Return the entries verbatim and drop every picture.

----

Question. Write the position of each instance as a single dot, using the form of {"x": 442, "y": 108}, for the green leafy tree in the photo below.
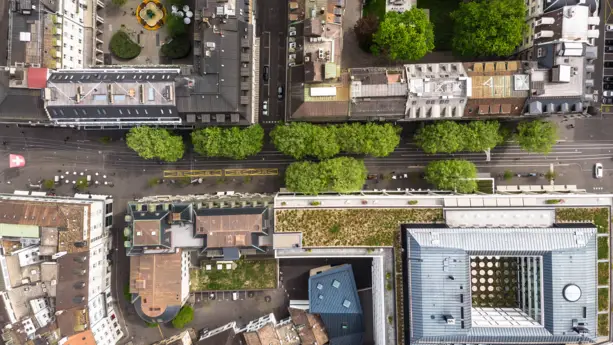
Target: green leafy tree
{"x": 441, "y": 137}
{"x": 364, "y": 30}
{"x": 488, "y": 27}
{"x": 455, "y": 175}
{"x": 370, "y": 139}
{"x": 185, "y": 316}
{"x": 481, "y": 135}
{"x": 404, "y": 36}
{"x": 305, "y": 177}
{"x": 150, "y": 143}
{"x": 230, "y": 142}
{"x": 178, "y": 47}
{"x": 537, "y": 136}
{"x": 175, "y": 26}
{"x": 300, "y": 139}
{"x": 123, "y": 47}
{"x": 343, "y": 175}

----

# [Answer area]
Question. Write the position of each instance as a single dot, using the form of {"x": 442, "y": 108}, for the green leafy tree in the photo below.
Target: green leafy tree
{"x": 441, "y": 137}
{"x": 364, "y": 30}
{"x": 488, "y": 27}
{"x": 455, "y": 175}
{"x": 370, "y": 139}
{"x": 185, "y": 316}
{"x": 481, "y": 135}
{"x": 404, "y": 36}
{"x": 305, "y": 177}
{"x": 150, "y": 143}
{"x": 230, "y": 142}
{"x": 178, "y": 47}
{"x": 537, "y": 136}
{"x": 175, "y": 26}
{"x": 300, "y": 139}
{"x": 123, "y": 47}
{"x": 343, "y": 175}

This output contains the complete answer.